Work instruction: The answer should be a faithful retyping of the records that follow, pictures excluded.

Stored data entries
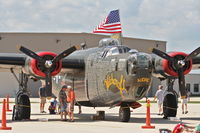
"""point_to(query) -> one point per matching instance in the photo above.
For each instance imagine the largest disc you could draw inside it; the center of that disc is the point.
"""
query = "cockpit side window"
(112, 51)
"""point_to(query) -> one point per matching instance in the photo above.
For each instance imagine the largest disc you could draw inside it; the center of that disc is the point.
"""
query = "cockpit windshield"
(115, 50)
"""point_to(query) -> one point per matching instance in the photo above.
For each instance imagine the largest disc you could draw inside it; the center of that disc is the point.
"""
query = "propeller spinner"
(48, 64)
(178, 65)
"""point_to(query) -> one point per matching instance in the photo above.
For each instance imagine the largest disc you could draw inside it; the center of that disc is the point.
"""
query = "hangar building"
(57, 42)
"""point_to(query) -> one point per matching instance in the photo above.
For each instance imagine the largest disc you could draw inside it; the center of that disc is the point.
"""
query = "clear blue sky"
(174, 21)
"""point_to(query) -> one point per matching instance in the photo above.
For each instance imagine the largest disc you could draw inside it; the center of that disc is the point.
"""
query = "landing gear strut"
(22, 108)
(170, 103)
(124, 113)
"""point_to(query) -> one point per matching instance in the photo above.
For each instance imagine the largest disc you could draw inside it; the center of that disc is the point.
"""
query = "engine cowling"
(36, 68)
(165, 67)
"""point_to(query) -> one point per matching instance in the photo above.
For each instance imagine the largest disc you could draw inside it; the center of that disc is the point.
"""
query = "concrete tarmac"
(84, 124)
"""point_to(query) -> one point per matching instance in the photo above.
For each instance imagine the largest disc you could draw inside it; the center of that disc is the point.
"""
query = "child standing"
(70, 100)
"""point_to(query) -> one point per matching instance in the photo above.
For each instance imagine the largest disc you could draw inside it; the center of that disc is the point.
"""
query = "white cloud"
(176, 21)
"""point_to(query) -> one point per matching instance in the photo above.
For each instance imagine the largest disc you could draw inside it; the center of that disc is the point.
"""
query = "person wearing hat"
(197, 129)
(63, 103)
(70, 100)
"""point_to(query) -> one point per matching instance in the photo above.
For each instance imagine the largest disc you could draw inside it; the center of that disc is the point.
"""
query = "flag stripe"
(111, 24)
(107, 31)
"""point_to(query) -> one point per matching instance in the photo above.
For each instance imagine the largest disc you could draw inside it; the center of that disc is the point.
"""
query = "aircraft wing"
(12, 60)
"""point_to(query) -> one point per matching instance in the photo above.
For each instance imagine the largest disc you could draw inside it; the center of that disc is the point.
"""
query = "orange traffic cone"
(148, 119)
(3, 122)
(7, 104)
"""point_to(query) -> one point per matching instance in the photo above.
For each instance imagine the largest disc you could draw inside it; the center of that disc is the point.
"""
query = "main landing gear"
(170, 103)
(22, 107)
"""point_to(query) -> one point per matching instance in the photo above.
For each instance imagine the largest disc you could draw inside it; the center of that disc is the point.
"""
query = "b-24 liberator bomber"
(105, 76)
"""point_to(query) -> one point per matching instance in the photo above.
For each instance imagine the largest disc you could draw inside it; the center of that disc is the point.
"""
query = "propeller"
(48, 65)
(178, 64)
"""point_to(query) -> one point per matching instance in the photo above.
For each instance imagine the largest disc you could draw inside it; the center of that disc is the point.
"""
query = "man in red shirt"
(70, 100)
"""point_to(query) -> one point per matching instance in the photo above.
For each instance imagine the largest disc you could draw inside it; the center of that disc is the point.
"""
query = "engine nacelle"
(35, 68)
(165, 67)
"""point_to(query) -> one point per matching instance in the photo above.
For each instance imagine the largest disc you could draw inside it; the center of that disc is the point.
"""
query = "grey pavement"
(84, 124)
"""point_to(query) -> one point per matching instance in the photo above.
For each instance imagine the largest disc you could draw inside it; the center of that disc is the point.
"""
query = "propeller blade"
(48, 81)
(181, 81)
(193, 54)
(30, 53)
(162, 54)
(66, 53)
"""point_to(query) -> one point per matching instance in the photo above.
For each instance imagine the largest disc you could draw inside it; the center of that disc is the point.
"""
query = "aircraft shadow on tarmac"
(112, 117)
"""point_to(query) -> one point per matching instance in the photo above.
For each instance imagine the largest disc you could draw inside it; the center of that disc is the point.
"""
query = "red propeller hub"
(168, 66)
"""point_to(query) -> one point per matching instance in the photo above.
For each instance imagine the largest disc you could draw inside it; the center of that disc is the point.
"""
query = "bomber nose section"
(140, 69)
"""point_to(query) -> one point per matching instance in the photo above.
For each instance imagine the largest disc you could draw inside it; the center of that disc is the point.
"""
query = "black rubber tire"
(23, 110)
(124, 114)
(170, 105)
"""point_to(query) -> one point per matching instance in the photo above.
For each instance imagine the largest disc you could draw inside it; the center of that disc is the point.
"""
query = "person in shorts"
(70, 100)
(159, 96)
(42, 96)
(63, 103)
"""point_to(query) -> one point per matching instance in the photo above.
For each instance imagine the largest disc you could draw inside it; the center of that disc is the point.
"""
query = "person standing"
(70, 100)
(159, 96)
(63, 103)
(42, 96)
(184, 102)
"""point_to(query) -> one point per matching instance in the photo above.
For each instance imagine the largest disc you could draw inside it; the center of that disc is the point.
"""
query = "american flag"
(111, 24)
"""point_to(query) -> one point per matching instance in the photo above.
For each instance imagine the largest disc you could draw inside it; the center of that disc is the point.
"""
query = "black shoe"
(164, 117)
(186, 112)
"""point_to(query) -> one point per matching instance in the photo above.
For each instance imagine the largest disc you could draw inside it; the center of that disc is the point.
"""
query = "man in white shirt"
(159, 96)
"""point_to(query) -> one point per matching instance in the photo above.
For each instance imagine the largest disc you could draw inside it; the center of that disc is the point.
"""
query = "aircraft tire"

Answer:
"""point_to(query) -> one point per matching instance in the photo above.
For each instance imagine the largest disc you could draw inside it; the center of that disc is the point.
"""
query = "cockpit side window"
(112, 51)
"""point_to(query) -> one point per matching instance in the photo above.
For each instance imagine the largest disc you could draw inside it; the center of that disc is the point.
"""
query = "cockpit windshield"
(115, 50)
"""point_to(query) -> one point per matching instance in the photo above.
For each instance imagine the largest disc you could draw inside it; the center of that disc is the point.
"""
query = "propeller spinner"
(48, 64)
(178, 65)
"""point_to(query) -> one point per matching instance in the photo above.
For each instance imagine the largest disc you could draw inside it; the center of that disc is the point.
"""
query = "hangar building"
(57, 42)
"""point_to(query) -> one point per matching instance in the photo above.
For each instance imagine the largest disc you could draw inside it; the center of that disc is the point.
"""
query = "clear blue sky"
(174, 21)
"""point_to(query) -> one point per matching instance in the photo above.
For each instance imagine the largest disc you could draw inside it; the center of that disc is the point.
"""
query = "landing gear strut"
(22, 108)
(170, 103)
(124, 113)
"""point_to(query) -> one point per matching instance in the photo above.
For each instance imagine the largest disc you could draw inside it; the center of that disc is the point.
"""
query = "engine cowling"
(36, 68)
(165, 67)
"""point_to(query) -> one point per matching instance in the photo above.
For each instance imagine the largest disc you could draw inside it; the center of that disc is the point.
"""
query = "concrete tarmac"
(84, 124)
"""point_to(query) -> one point per matching instance in the photo above.
For each instance imagine the largest disc you could draw inside it; the center of that disc is the point.
"""
query = "child standing"
(70, 100)
"""point_to(query) -> one point per matching instance in the photo above.
For each instance imagine the largest disc you could draw inside it; the center of that disc is the point.
"""
query = "white cloud"
(176, 21)
"""point_to(query) -> one point per matching instance in the photo above.
For each instance imagine the largest disc you could draw inside it; the center of that disc is the point.
"""
query = "person wearing hat"
(197, 129)
(63, 103)
(70, 100)
"""point_to(query) -> one point per matching instance in the photo above.
For each instance imagine the largest disc you could draw inside it; the center of that disc is the point.
"""
query = "flag stripe"
(111, 24)
(107, 31)
"""point_to(query) -> one point per matching instance in the photo above.
For each instance imagine the largest disc you could draw inside it; the center of that disc is the point.
"""
query = "aircraft wing"
(12, 60)
"""point_to(query) -> one point per matching instance in the photo above.
For each instance imagine the largest disc you could draw inside it; the center of that disc is the point.
"""
query = "orange traffic cone"
(148, 119)
(3, 122)
(7, 104)
"""point_to(query) -> one point per matching instance in the photo above.
For each instance imagine the largest disc you could draw inside it; the center of that disc is the point.
"""
query = "main landing gear"
(170, 103)
(22, 107)
"""point_to(query) -> one point per matching instance in the photo above.
For each instance imagine the largest disc you could draw inside it; the center of that disc is the point.
"""
query = "b-24 liberator bomber"
(105, 76)
"""point_to(query) -> one point per matching instance in the photo above.
For each instance imagine the largest disc you could draw inside it; the center of that disc is the point.
"""
query = "propeller"
(48, 65)
(178, 64)
"""point_to(query) -> one point per matching instance in the photo above.
For each instance imagine the largest disc you could draw inside it; the center of that disc is the point.
"""
query = "man in red shirt"
(70, 100)
"""point_to(query) -> one point per matching instance in the photo above.
For each instance imagine the largest disc you could draw inside it; the center of that disc is the point.
"""
query = "engine nacelle"
(35, 68)
(165, 67)
"""point_to(query) -> one point per matching instance in the photo above.
For each instance imagine the largest disc you could draw inside it; the center of that disc is the point.
"""
query = "grey pavement"
(84, 124)
"""point_to(query) -> one point per matching instance in the photo above.
For each instance imagine the largest disc you could draw inside it; the center of that disc is the point.
"""
query = "propeller blade"
(48, 81)
(181, 81)
(193, 54)
(30, 53)
(162, 54)
(66, 53)
"""point_to(query) -> one point per matching instance in the photo above.
For each instance imagine the largest disc you could draw inside it; the center of that disc is the point.
"""
query = "aircraft shadow on tarmac"
(112, 117)
"""point_to(query) -> one point per matching instance in the photo above.
For each instance imagine the largest disc you could draw inside it; the center of that disc is the point.
"""
query = "red propeller hub"
(168, 66)
"""point_to(query) -> one point per matching instance in the photo above.
For each instance imagine the largest disc you could draw inside it; the center of that disc is the point.
"""
query = "bomber nose section"
(140, 69)
"""point_to(query) -> one point per matching instance in the photo above.
For each instance imagine the largest disc you could draw inside it; the center of that disc is the point.
"""
query = "black rubber tire"
(23, 110)
(124, 114)
(170, 105)
"""point_to(query) -> one point per matching instance in the photo above.
For each instance imagine the largest disc you could draw inside it; the center of that disc is the point.
"""
query = "person in shorts"
(70, 100)
(159, 96)
(42, 96)
(63, 103)
"""point_to(query) -> one point per matching instance in the photo above.
For each instance imagine the largest disc you could draw inside it; the center of that disc is the point.
"""
query = "person standing"
(70, 100)
(159, 96)
(63, 103)
(42, 96)
(184, 102)
"""point_to(query) -> one point per matching instance in the photo above.
For each instance imagine the largest disc you could draw inside it; the center of that disc is the point.
"""
query = "american flag"
(111, 24)
"""point_to(query) -> one point per matching instance in the photo above.
For each instance imagine the largest disc you could draw inside it; the center of that disc is the point.
"""
query = "black shoe"
(164, 117)
(186, 112)
"""point_to(query) -> one point per matching instance in the photo above.
For each instance imagine the largest disc you could draw inside it; the center of that disc is the point.
"""
query = "man in white shirt"
(159, 96)
"""point_to(query) -> one point per matching instance in the photo above.
For each instance imagine the largest disc you could draw inside it; the center of that disc is the point.
"""
query = "aircraft tire"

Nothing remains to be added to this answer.